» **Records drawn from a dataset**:
--------

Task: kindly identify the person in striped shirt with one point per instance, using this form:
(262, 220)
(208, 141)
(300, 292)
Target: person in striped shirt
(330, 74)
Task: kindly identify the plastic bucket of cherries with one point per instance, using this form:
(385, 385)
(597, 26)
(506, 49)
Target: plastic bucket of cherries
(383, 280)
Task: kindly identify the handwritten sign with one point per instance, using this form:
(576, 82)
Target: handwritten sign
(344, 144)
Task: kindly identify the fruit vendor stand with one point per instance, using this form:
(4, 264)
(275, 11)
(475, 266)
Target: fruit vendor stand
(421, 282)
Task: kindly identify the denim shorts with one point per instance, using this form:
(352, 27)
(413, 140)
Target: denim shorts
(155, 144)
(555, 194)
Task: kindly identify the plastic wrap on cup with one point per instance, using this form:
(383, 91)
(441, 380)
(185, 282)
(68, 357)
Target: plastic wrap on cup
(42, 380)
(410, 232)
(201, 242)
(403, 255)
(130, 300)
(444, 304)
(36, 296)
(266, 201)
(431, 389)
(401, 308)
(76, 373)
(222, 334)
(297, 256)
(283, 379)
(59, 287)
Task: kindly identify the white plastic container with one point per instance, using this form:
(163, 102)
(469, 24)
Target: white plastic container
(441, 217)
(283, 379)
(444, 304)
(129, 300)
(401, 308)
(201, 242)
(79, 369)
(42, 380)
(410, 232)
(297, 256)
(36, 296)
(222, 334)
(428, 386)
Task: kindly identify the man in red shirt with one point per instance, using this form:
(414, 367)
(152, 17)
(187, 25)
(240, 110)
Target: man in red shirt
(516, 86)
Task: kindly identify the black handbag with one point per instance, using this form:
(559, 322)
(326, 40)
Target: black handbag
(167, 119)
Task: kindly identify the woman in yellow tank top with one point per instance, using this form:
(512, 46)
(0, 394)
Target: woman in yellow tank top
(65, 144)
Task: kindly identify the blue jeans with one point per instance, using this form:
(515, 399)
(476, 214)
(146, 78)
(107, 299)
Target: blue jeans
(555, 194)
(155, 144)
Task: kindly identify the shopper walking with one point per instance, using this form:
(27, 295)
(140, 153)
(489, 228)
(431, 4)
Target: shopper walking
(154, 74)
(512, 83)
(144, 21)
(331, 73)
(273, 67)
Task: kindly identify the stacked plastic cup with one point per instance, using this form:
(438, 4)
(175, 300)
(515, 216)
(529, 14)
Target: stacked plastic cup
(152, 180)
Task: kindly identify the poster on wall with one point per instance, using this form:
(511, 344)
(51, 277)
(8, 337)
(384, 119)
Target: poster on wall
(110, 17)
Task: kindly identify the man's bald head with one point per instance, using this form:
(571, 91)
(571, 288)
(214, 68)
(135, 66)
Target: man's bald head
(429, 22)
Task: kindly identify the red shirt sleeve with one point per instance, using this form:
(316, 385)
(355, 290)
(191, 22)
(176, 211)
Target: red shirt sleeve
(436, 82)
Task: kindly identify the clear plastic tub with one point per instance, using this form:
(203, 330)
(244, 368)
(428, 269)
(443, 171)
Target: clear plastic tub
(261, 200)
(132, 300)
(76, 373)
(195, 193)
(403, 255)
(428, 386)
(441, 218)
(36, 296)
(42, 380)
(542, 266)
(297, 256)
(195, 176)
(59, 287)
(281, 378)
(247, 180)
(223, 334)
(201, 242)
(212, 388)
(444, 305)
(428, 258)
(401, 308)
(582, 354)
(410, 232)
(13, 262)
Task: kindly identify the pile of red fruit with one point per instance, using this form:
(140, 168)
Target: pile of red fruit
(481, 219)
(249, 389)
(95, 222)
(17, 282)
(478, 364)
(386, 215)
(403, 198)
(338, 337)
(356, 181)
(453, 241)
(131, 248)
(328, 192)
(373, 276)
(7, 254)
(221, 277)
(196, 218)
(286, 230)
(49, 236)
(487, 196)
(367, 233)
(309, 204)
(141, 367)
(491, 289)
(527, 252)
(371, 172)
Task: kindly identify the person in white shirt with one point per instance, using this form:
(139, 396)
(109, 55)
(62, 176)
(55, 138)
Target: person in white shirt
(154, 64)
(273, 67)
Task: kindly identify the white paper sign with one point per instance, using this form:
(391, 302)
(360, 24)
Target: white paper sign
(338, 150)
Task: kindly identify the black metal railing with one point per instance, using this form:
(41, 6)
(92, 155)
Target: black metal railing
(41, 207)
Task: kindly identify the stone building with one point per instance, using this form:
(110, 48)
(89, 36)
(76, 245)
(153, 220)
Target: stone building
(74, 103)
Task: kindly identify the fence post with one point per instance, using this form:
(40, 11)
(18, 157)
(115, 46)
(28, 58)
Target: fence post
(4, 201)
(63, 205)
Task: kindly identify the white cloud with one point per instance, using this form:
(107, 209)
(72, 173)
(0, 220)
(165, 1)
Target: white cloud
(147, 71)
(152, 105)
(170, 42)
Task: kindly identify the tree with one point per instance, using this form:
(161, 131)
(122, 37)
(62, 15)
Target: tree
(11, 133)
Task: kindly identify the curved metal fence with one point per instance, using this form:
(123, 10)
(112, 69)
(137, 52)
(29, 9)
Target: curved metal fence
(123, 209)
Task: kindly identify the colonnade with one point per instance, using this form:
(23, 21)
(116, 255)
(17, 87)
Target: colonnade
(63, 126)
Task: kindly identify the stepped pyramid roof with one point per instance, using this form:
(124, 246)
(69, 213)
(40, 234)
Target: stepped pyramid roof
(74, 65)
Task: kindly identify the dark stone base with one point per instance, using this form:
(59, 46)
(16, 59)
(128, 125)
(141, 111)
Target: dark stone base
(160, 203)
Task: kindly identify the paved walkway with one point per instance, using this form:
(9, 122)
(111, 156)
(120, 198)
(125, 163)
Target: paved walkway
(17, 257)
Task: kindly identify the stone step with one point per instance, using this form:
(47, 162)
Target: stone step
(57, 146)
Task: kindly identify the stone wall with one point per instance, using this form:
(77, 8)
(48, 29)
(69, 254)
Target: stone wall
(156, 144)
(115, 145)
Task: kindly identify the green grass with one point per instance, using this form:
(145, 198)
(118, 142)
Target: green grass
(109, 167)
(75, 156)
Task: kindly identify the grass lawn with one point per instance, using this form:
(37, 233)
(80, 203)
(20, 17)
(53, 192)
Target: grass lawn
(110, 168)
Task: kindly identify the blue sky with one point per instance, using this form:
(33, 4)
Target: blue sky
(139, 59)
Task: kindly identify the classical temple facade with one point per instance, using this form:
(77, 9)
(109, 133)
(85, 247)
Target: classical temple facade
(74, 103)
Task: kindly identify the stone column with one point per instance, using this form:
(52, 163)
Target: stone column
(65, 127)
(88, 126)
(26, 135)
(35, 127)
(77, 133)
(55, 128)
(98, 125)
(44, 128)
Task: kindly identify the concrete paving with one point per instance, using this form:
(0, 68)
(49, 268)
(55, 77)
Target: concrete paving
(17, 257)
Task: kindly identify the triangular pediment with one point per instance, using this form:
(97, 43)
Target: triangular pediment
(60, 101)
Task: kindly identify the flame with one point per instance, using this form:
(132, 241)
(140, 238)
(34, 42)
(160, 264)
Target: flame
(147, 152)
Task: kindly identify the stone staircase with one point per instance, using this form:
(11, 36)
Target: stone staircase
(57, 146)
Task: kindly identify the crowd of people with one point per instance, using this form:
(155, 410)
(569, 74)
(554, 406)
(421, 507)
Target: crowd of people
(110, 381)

--------

» **Exercise objective**:
Word for word, write out every entry shown above.

» **Answer to this exercise**:
Task: kindly identify the person in striped shirt with one point per instance, using this form:
(262, 220)
(208, 141)
(300, 292)
Target: person in striped shirt
(330, 74)
Task: kindly identify the plastic bucket of cherries with one point per instance, using this form:
(385, 385)
(597, 26)
(506, 49)
Target: plastic bucket of cherries
(383, 280)
Task: kindly identify the handwritten sign with one point per instance, using this form:
(576, 82)
Target: handwritten sign
(344, 144)
Task: kindly identify the fruit vendor stand with one point per instance, using this form:
(4, 264)
(275, 11)
(475, 266)
Target: fruit vendor stand
(421, 282)
Task: kindly identify the denim shorts with one point per instance, using this form:
(352, 27)
(413, 140)
Target: denim shorts
(155, 144)
(555, 194)
Task: kindly identify the plastic wrap on cup with one point per instance, using this form:
(383, 91)
(441, 380)
(185, 282)
(68, 357)
Target: plastic wrap on cup
(42, 380)
(410, 232)
(201, 242)
(403, 255)
(130, 300)
(444, 304)
(36, 296)
(266, 201)
(431, 389)
(401, 308)
(76, 373)
(222, 334)
(297, 256)
(283, 379)
(59, 287)
Task: kindly identify the white plastic container with one point per instance, using this form:
(163, 102)
(469, 24)
Target: white plastic container
(441, 217)
(283, 379)
(444, 304)
(129, 300)
(401, 308)
(201, 242)
(79, 369)
(42, 380)
(410, 232)
(297, 256)
(36, 296)
(222, 334)
(428, 386)
Task: kindly identify the man in red shirt with one point per instance, using this form:
(414, 367)
(152, 17)
(187, 25)
(240, 110)
Target: man in red shirt
(516, 86)
Task: kindly identify the black handbag with one point per instance, using this form:
(559, 322)
(326, 40)
Target: black handbag
(167, 119)
Task: kindly identify the woman in yellow tank top with one point per instance, using this form:
(512, 46)
(0, 394)
Target: woman in yellow tank top
(65, 144)
Task: kindly identify the blue jeans with one point per instance, using this form:
(515, 399)
(476, 214)
(146, 78)
(107, 299)
Target: blue jeans
(555, 194)
(155, 144)
Task: kindly identify the shopper walking with one point per instance, using this form:
(27, 295)
(140, 153)
(489, 228)
(431, 4)
Target: shopper walking
(154, 74)
(512, 83)
(144, 21)
(331, 73)
(273, 67)
Task: kindly identify the stacked plastic cup with one point per instance, using this form:
(438, 4)
(175, 300)
(515, 216)
(529, 14)
Target: stacked plastic cup
(152, 180)
Task: kindly identify the poster on wall with one point per instance, using this form:
(511, 344)
(51, 277)
(8, 337)
(384, 119)
Target: poster on wall
(110, 17)
Task: kindly identify the man's bald head with one point per instance, using this form:
(571, 91)
(571, 288)
(214, 68)
(135, 66)
Target: man's bald head
(429, 22)
Task: kindly identify the red shirt sleeve with one point per instance, using this form:
(316, 385)
(355, 290)
(191, 22)
(176, 211)
Target: red shirt sleeve
(436, 82)
Task: kindly identify the clear plastic tub with one point per instance, using this form:
(203, 330)
(244, 368)
(428, 269)
(443, 171)
Target: clear plastic tub
(261, 200)
(132, 300)
(76, 373)
(195, 193)
(403, 255)
(428, 386)
(441, 218)
(36, 296)
(42, 380)
(542, 266)
(297, 256)
(195, 176)
(59, 287)
(281, 378)
(247, 180)
(223, 334)
(201, 242)
(212, 388)
(444, 305)
(428, 258)
(401, 308)
(582, 354)
(410, 232)
(13, 262)
Task: kindly identify the pile of red fruit with one point per instance, using this form:
(140, 168)
Target: pile of red fruit
(481, 219)
(249, 389)
(95, 222)
(17, 282)
(478, 364)
(386, 215)
(403, 198)
(338, 337)
(356, 181)
(453, 241)
(131, 248)
(328, 192)
(373, 276)
(7, 254)
(221, 277)
(196, 218)
(286, 230)
(49, 236)
(487, 196)
(367, 233)
(309, 204)
(141, 367)
(491, 289)
(527, 252)
(371, 172)
Task: kindly identify the person in white shirt with one point per instance, using this form:
(139, 396)
(109, 55)
(62, 176)
(55, 138)
Target: person in white shirt
(154, 64)
(273, 67)
Task: kindly identify the white paper sign with one point per instance, using this form:
(391, 302)
(360, 24)
Target: white paper sign
(338, 150)
Task: kindly identify the black metal railing with one point per instance, using this form:
(41, 6)
(92, 155)
Target: black metal railing
(41, 207)
Task: kindly identify the stone building with one point per instance, using this form:
(110, 48)
(89, 36)
(76, 245)
(153, 220)
Target: stone building
(74, 103)
Task: kindly identify the fence post with one point per instance, using this form:
(40, 11)
(18, 157)
(115, 46)
(28, 58)
Target: fence post
(4, 201)
(63, 205)
Task: kindly identify the white cloud with one point per instance, using this form:
(107, 209)
(72, 173)
(0, 220)
(165, 1)
Target: white cloud
(147, 71)
(152, 105)
(170, 42)
Task: kindly identify the tree with one point per instance, using this form:
(161, 131)
(122, 37)
(62, 15)
Target: tree
(11, 133)
Task: kindly identify the curved metal fence with one point per instance, using this form:
(123, 10)
(112, 69)
(137, 52)
(29, 9)
Target: curved metal fence
(123, 209)
Task: kindly identify the colonnade with one point per instance, using this form:
(23, 21)
(116, 255)
(17, 87)
Target: colonnade
(63, 126)
Task: kindly identify the stepped pyramid roof with one point per instance, using this form:
(124, 246)
(69, 213)
(40, 234)
Target: stepped pyramid roof
(74, 65)
Task: kindly identify the dark stone base with one point per instance, using this form:
(59, 46)
(16, 59)
(128, 125)
(141, 111)
Target: dark stone base
(160, 203)
Task: kindly identify the paved walkway with one point per instance, using this form:
(9, 122)
(111, 156)
(120, 198)
(125, 163)
Target: paved walkway
(17, 257)
Task: kindly identify the stone step with one point per instance, using this form:
(47, 162)
Target: stone step
(57, 146)
Task: kindly identify the stone wall with one point per instance, using this form:
(77, 8)
(48, 29)
(69, 254)
Target: stone wall
(156, 144)
(115, 145)
Task: kindly identify the green grass with one point per instance, using this form:
(145, 198)
(118, 142)
Target: green grass
(109, 167)
(75, 156)
Task: kindly identify the grass lawn with one point per instance, using this form:
(37, 233)
(80, 203)
(20, 17)
(53, 192)
Target: grass lawn
(110, 168)
Task: kindly identify the blue sky with one point per instance, using this form:
(33, 4)
Target: blue sky
(139, 59)
Task: kindly identify the classical temple facade with one point per instance, using this form:
(77, 9)
(109, 133)
(85, 247)
Target: classical temple facade
(74, 103)
Task: kindly identify the stone column with one point per instance, using this form:
(52, 163)
Target: stone column
(65, 127)
(88, 126)
(26, 135)
(35, 127)
(77, 133)
(55, 128)
(98, 125)
(44, 128)
Task: kindly identify the concrete paving with one point per instance, using this form:
(0, 68)
(49, 268)
(55, 77)
Target: concrete paving
(17, 257)
Task: kindly identify the triangular pediment with one point per instance, using this form:
(97, 43)
Target: triangular pediment
(60, 101)
Task: kindly identify the flame with one point per instance, using this form:
(132, 241)
(140, 238)
(34, 42)
(160, 264)
Target: flame
(147, 152)
Task: kindly identify the stone staircase with one point per instance, using this form:
(11, 36)
Target: stone staircase
(57, 146)
Task: kindly identify the crowd of people with one point per instance, using this form:
(155, 410)
(569, 74)
(554, 406)
(421, 507)
Target: crowd of people
(110, 381)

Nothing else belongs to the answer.